> [SET PROBLEM] Output only the lines that run from the line holding "Where can you find the gate" to the end of the entries, both ends included, and skip the pictures.

> [DATA LINES]
■ ■ ■
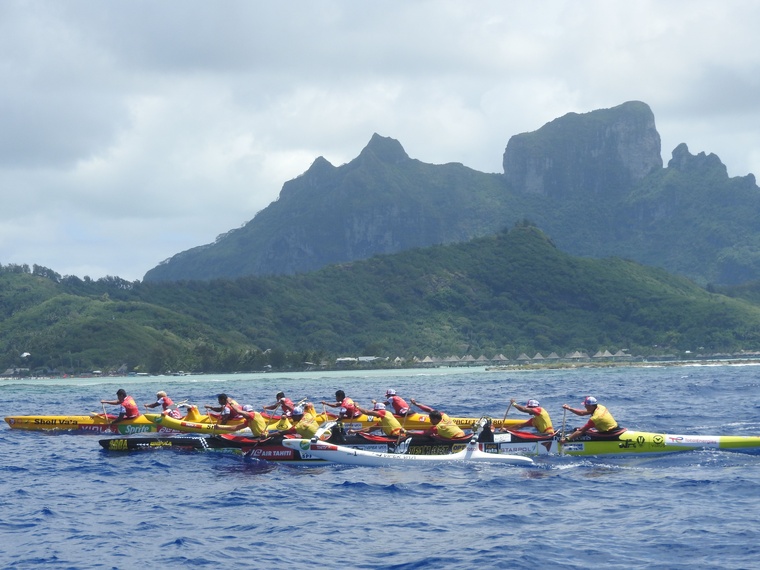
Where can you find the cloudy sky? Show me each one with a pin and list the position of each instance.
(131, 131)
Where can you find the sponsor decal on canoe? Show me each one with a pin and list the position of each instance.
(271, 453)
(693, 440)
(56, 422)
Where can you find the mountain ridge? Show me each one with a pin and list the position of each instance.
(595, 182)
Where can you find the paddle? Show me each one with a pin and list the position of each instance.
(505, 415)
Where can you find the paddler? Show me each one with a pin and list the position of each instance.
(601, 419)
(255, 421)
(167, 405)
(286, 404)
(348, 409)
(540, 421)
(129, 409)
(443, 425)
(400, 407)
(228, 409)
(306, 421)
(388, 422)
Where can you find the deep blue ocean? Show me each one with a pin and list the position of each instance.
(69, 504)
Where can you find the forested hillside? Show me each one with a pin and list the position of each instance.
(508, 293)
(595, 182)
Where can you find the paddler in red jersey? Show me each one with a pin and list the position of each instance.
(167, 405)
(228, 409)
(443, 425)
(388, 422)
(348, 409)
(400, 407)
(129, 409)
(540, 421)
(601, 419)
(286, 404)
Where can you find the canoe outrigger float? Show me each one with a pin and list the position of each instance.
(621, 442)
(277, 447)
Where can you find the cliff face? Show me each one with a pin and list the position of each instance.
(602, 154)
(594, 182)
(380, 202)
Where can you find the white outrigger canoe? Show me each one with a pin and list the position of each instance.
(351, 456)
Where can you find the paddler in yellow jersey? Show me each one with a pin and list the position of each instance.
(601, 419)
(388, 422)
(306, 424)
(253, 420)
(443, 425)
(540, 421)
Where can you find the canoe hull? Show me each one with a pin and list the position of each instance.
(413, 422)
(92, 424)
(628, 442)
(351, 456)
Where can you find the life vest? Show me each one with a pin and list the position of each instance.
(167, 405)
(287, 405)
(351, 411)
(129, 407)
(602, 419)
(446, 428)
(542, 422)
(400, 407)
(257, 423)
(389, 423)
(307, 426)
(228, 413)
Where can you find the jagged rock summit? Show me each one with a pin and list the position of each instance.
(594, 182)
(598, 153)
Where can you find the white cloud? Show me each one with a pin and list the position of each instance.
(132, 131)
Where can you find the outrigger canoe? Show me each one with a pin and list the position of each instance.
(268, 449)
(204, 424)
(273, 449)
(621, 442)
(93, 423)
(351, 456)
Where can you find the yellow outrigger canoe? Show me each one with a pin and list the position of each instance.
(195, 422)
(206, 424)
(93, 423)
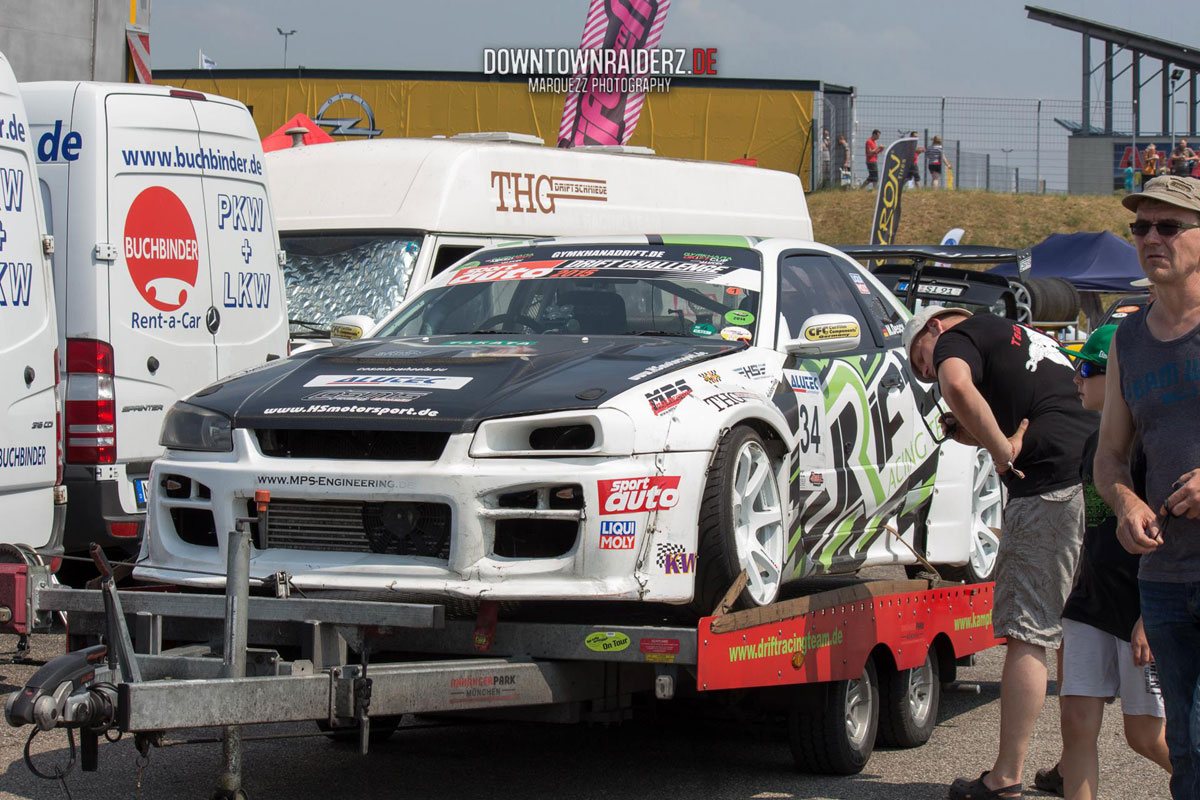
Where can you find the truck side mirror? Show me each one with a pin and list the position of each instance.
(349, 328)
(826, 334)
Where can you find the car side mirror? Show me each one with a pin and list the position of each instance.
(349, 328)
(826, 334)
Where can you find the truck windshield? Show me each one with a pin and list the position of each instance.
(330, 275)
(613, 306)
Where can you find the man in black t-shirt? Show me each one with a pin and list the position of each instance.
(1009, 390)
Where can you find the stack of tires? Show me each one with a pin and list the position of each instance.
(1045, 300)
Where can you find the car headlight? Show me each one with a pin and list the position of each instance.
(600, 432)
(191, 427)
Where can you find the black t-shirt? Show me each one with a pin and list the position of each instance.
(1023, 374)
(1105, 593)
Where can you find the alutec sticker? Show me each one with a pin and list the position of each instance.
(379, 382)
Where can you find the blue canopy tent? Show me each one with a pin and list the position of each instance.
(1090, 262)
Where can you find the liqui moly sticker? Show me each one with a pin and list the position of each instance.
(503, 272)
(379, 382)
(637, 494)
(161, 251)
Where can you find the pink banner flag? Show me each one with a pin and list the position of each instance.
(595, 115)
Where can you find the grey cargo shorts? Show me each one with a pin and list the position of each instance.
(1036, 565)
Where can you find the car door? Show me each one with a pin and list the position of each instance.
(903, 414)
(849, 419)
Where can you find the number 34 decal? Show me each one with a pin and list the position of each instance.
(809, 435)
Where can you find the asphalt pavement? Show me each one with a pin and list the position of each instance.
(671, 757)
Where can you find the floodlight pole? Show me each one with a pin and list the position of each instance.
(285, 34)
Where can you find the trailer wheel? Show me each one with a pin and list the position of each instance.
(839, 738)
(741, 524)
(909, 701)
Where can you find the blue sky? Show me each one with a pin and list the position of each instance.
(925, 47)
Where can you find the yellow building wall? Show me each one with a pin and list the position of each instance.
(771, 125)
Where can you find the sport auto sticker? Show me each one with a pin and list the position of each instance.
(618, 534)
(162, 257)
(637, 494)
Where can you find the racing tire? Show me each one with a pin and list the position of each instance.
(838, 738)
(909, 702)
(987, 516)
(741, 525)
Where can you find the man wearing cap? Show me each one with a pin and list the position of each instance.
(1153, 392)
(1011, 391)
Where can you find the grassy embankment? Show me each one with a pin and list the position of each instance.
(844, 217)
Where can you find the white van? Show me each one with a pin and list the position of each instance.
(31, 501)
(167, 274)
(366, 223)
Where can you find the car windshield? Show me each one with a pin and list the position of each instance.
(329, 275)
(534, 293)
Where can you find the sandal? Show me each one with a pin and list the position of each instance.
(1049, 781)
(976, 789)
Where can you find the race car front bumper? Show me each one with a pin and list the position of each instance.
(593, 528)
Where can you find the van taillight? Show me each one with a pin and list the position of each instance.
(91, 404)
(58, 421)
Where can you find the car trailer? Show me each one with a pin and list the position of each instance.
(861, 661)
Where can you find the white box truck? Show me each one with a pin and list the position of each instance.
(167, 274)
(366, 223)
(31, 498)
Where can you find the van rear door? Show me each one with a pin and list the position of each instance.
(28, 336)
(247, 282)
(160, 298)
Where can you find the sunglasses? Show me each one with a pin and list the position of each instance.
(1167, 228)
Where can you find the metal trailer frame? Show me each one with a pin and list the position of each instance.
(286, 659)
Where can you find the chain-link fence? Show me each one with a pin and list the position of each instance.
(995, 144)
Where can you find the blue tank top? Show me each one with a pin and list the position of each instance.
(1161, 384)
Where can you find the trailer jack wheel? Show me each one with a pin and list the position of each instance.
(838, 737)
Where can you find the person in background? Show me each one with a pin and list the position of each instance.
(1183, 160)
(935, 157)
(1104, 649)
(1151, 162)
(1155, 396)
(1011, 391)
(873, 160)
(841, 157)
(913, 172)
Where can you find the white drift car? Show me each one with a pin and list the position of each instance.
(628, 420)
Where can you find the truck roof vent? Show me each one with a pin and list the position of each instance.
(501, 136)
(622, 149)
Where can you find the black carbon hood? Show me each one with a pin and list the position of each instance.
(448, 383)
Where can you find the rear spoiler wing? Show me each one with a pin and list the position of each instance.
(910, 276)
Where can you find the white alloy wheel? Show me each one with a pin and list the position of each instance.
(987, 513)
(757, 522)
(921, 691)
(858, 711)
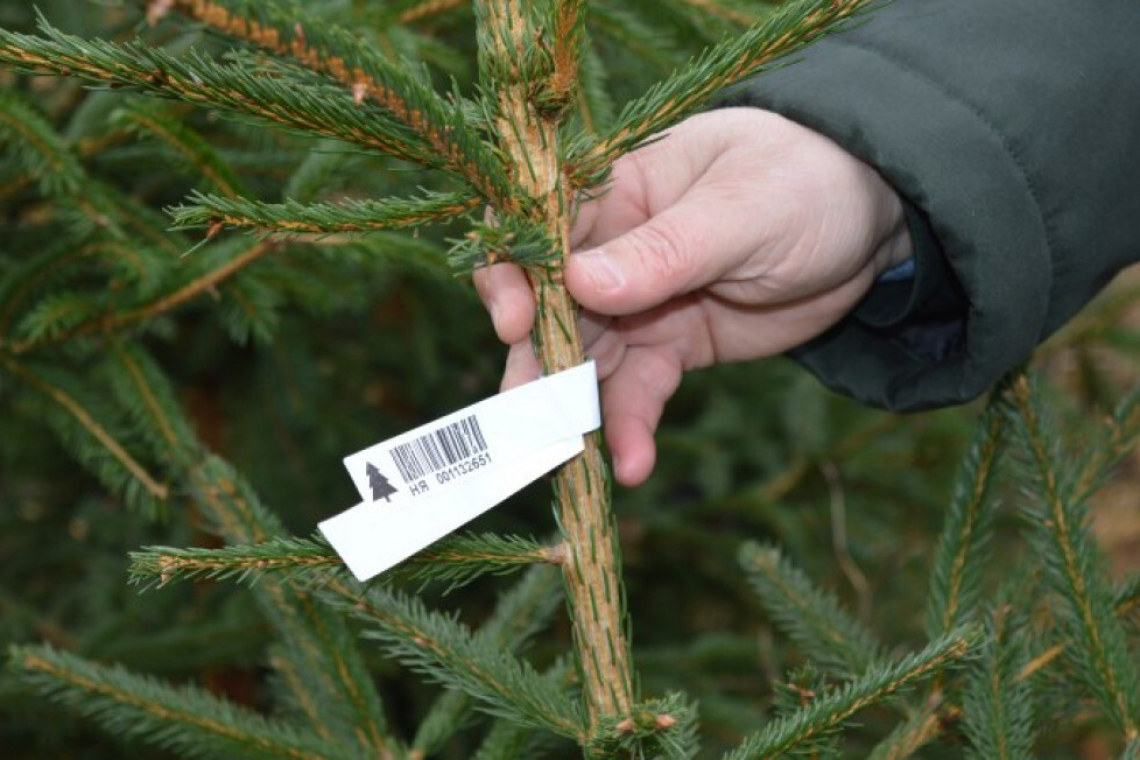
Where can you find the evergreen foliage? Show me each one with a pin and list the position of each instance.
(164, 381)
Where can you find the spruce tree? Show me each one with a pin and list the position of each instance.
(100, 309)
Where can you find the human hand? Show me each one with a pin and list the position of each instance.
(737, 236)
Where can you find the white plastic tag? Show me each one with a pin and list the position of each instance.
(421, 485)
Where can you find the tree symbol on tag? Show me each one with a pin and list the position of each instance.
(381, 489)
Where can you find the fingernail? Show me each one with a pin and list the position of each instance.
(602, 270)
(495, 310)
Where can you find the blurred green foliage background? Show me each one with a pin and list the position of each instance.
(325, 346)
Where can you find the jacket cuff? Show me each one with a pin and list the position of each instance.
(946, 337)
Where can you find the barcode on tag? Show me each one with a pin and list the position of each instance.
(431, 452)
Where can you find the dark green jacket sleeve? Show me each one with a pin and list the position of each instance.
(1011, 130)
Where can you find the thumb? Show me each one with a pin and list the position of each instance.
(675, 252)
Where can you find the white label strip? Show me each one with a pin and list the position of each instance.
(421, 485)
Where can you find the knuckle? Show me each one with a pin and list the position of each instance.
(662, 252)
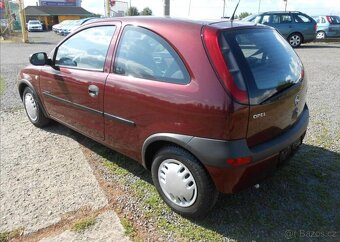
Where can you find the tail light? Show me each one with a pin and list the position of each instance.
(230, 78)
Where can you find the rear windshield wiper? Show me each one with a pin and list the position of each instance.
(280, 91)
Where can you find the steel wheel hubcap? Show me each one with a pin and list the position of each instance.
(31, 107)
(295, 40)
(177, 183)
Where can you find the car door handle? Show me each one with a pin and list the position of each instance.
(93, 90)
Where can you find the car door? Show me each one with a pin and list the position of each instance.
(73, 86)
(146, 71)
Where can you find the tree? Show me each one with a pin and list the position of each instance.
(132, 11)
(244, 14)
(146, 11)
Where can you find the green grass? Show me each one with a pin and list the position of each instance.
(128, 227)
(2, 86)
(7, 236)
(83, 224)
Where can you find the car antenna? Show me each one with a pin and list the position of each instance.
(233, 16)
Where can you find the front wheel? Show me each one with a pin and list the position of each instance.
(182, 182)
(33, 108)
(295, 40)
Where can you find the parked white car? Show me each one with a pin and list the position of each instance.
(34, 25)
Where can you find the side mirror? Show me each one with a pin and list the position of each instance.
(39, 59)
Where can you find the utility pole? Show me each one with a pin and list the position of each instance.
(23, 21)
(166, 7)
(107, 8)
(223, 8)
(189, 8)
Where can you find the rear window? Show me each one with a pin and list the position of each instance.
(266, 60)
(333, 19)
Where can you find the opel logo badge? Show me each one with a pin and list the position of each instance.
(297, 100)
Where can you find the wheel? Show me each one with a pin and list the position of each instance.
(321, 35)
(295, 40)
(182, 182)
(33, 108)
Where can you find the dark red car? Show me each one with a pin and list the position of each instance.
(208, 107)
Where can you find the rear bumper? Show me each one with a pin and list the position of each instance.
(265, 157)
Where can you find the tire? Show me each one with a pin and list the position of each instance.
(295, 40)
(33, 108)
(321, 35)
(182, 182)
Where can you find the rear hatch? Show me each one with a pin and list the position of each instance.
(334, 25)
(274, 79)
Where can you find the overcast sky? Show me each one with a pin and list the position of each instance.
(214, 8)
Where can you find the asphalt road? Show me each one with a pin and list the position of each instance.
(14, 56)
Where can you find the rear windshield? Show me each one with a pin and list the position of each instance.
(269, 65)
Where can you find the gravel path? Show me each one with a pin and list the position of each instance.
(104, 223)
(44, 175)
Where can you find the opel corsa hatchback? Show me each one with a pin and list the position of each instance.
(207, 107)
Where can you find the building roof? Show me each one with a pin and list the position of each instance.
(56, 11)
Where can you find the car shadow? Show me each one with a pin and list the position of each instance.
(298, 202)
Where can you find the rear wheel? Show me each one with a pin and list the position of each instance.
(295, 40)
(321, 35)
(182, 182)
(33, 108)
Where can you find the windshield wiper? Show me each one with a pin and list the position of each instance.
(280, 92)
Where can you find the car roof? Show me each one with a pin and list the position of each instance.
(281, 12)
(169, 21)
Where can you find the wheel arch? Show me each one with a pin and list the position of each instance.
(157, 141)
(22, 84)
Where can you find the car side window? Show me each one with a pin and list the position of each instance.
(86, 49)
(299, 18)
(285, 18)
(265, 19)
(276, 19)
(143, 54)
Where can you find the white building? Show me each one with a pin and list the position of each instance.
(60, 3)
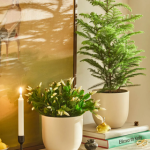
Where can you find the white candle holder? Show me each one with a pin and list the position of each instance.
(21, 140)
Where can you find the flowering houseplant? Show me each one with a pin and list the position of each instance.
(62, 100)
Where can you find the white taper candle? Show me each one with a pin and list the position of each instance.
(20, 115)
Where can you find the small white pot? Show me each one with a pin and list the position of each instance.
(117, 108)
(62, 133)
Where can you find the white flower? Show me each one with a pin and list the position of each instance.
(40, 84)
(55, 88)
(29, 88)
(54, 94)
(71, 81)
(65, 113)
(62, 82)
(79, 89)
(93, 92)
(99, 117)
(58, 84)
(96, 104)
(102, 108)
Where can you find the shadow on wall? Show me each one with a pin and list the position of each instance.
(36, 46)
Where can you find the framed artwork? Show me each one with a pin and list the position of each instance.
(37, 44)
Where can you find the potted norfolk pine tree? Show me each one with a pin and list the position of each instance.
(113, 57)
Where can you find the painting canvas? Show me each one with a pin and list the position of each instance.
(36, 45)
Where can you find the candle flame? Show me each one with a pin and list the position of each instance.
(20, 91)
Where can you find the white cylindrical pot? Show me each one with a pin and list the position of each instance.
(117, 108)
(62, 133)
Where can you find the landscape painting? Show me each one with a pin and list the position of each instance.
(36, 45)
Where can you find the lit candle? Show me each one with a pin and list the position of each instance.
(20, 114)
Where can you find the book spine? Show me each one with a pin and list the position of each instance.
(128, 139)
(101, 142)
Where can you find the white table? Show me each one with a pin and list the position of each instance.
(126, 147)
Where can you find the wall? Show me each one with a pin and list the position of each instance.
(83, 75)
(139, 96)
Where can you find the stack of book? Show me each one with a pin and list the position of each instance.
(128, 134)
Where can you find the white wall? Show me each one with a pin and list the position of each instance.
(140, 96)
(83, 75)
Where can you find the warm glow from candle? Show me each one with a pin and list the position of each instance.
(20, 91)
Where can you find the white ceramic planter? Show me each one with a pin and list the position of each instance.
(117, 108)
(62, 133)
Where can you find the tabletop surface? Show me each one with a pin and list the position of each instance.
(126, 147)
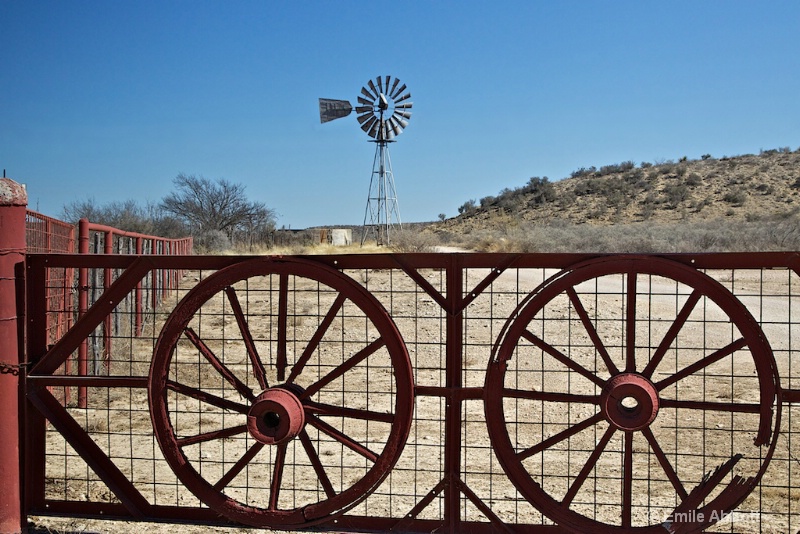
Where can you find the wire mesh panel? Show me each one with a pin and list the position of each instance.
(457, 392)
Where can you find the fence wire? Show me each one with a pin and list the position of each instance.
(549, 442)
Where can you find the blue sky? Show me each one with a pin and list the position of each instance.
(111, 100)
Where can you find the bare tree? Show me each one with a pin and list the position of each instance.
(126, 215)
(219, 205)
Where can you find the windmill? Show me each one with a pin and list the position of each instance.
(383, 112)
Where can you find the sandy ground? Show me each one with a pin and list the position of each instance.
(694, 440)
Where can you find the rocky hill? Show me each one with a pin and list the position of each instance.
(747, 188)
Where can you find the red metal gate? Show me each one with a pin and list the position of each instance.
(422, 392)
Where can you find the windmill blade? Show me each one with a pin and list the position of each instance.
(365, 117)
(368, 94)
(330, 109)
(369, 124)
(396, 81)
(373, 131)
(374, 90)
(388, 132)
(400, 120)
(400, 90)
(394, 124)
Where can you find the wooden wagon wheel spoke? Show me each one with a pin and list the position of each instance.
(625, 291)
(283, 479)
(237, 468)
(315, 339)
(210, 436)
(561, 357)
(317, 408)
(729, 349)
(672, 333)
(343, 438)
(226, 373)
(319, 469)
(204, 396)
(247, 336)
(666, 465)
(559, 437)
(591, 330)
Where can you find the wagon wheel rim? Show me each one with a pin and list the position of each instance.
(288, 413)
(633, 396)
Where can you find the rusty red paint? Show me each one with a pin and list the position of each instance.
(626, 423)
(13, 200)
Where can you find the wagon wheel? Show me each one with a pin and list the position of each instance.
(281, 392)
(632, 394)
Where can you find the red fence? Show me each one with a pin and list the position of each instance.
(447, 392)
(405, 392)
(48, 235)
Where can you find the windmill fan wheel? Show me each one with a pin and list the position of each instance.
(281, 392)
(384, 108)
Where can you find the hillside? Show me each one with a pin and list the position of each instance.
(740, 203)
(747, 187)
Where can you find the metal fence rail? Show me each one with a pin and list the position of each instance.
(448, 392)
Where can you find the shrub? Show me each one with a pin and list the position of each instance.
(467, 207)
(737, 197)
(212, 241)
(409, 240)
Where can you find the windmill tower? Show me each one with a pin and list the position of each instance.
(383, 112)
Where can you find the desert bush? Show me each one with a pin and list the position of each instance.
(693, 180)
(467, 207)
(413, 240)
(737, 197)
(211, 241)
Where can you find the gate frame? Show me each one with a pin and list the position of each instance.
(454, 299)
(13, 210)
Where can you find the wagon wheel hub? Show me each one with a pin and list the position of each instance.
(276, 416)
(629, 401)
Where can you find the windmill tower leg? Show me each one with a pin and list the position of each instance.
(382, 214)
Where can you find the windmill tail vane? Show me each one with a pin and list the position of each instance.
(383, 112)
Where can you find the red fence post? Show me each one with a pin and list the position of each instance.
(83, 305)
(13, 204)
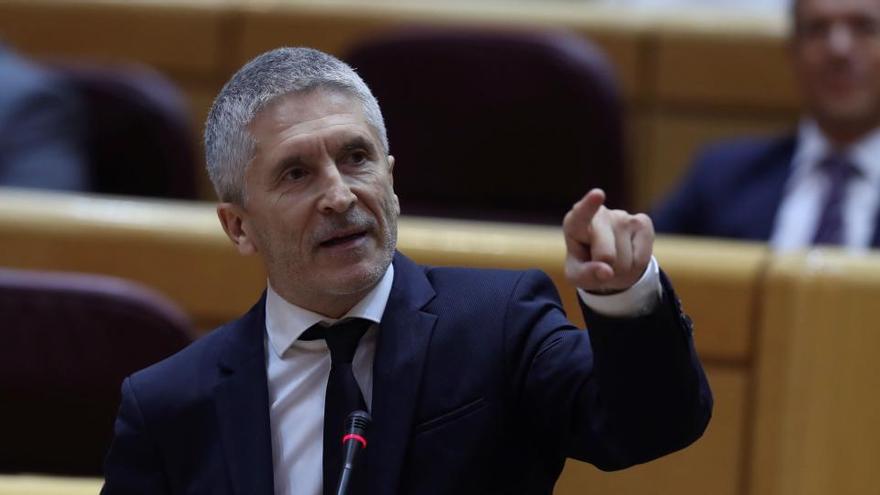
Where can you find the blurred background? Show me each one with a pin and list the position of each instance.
■ ■ ■
> [RESULT]
Where can you find the gate frame? Show me each one with a pin and list the position of each instance.
(454, 299)
(13, 210)
Where can you find the wagon wheel hub? Show me each one with a pin and list the position of each instance.
(276, 416)
(629, 401)
Where can you find the windmill tower leg? Show me each one with a pin and list the position of each instance.
(382, 214)
Where can you find the windmill tail vane? Show me each one with a pin and list the position of each instance.
(383, 112)
Where can you find the red fence post? Show me each one with a pin and list the position of each instance.
(83, 305)
(13, 204)
Where can you find the blurred background? Show me each one with a pin and list the position of each instance.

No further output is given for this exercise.